▶ _Text section_:
───

Indictment Suggests Donors Wrote Mistress Checks Labeled as Furniture Purchases

Updated: 1:02 p.m.

Former Sen. John Edwards (D-N.C.), a two-time presidential candidate who was the 2004 Democratic vice presidential nominee, was indicted by a federal grand jury Friday over money spent to keep his mistress in hiding during his 2008 presidential campaign.

Edwards was charged with one count of conspiracy, four counts of illegal campaign contributions and one count of false statements. The indictment, handed down in the Middle District Court of North Carolina on Friday, was the culmination of a two-year federal investigation into alleged campaign finance violations.

According to the 19-page indictment, from 2007 to 2009 Edwards knowingly received and concealed contributions of more than $925,000 from Person C and Person D. Those people are two wealthy donors clearly identifiable as Rachel “Bunny” Mellon, the 100-year-old widow of billionaire philanthropist Paul Mellon, and Fred Baron. Baron, like Edwards a trial lawyer, was a prominent Democratic fundraiser at the time. He served as the finance chairman for the Edwards campaign. He died in October 2008.

Edwards’ campaign committee did not report these donations, which were well in excess of the $2,300 legal limit of individual contributions for the primary election. The donors were described in the indictment as “secretly obtaining” the funds.

Federal officials believe those donations should have been reported publicly as campaign contributions because they aided in Edwards’ bid for the Democratic nomination. Edwards’ attorneys argue that they were private gifts intended to keep the affair a secret from his wife, Elizabeth, who died of cancer in December.

“Edwards knew that public revelation of the affair and pregnancy would destroy his candidacy by, among other things, undermining Edwards’ presentation of himself as a family man and by forcing his campaign to dive personnel and resources away from other campaign activities to respond to criticism and media scrutiny regarding the affair and pregnancy,” the indictment reads.

Andrew Young, a former aide to Edwards, has said two wealthy Edwards donors gave him hundreds of thousands of dollars to help keep Edwards’ affair with Rielle Hunter, a campaign videographer, under wraps. Young initially claimed to be the father of Hunter’s child until Edwards admitted paternity in early 2010.

───

▶ _Data for analysis_:
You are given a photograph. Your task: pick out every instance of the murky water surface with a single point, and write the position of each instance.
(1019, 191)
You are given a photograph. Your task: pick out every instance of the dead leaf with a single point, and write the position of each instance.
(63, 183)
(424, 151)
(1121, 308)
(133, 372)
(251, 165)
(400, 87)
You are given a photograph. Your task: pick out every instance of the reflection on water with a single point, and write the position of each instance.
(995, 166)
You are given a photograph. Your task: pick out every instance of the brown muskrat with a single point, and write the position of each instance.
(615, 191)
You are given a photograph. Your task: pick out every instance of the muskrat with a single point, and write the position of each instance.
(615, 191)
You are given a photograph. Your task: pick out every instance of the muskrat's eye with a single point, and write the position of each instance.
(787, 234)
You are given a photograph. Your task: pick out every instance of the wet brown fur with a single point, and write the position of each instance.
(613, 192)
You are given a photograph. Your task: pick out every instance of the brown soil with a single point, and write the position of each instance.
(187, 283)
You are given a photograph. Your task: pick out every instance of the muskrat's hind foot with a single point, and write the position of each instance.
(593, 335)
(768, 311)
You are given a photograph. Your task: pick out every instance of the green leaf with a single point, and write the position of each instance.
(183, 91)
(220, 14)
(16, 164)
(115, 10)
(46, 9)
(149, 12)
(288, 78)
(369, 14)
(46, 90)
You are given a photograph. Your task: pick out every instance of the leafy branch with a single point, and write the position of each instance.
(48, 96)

───

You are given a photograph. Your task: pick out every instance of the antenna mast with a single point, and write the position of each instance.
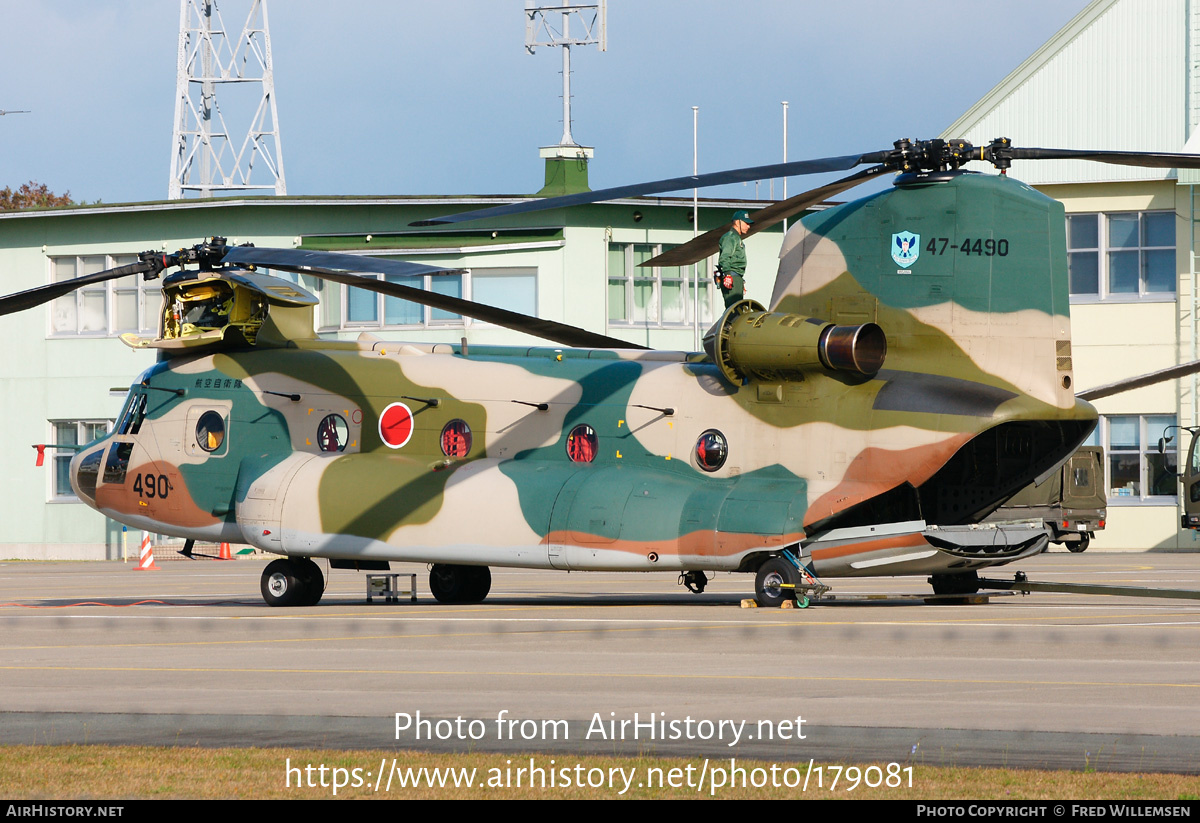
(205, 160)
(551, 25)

───

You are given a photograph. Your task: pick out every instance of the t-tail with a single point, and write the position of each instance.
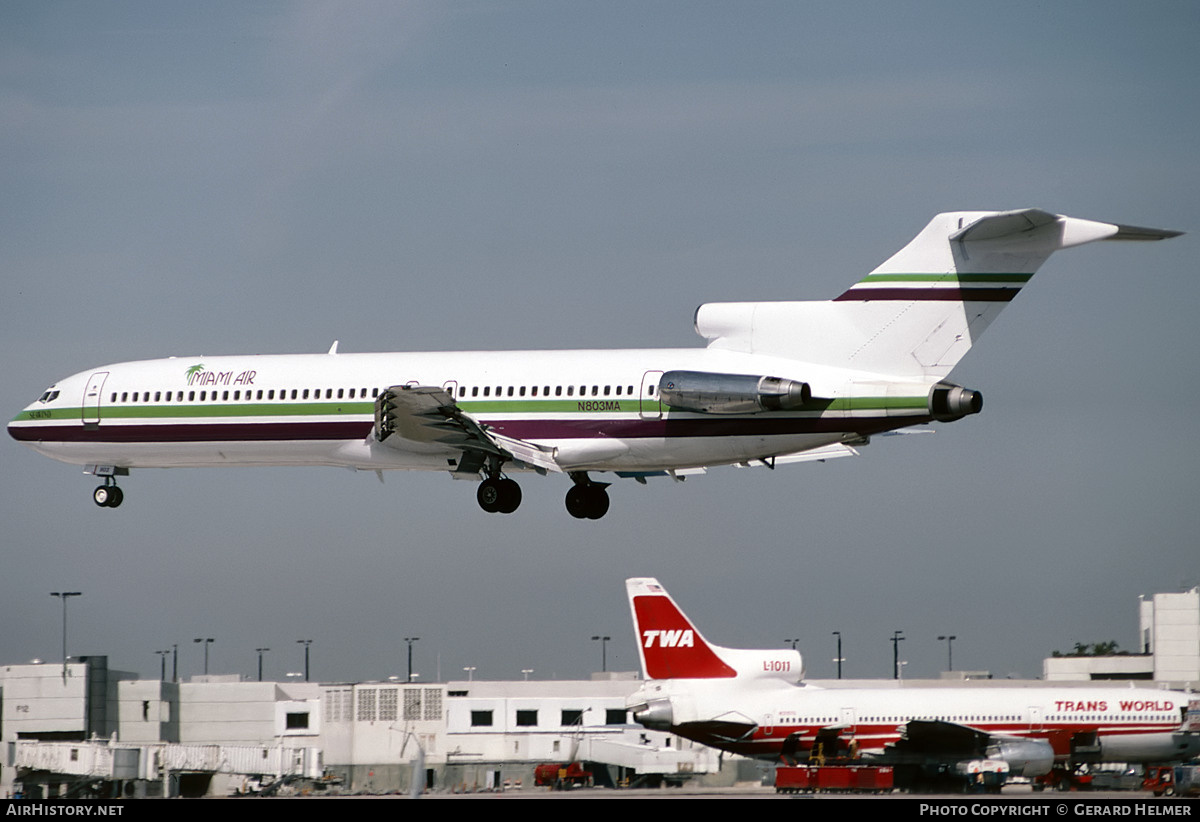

───

▶ _Tasks_:
[a] Translate into Spanish this sentence from the Edwards indictment article: "Edwards was charged with one count of conspiracy, four counts of illegal campaign contributions and one count of false statements."
[b] Copy out the stretch of the Edwards indictment article from "Updated: 1:02 p.m." through "campaign finance violations.".

▶ _Answers to the exercises_:
[a] Edwards fue acusado de un cargo de conspiración, cuatro cargos de contribuciones ilegales de campaña y un cargo de declaraciones falsas.

[b]
Updated: 1:02 p.m.

Former Sen. John Edwards (D-N.C.), a two-time presidential candidate who was the 2004 Democratic vice presidential nominee, was indicted by a federal grand jury Friday over money spent to keep his mistress in hiding during his 2008 presidential campaign.

Edwards was charged with one count of conspiracy, four counts of illegal campaign contributions and one count of false statements. The indictment, handed down in the Middle District Court of North Carolina on Friday, was the culmination of a two-year federal investigation into alleged campaign finance violations.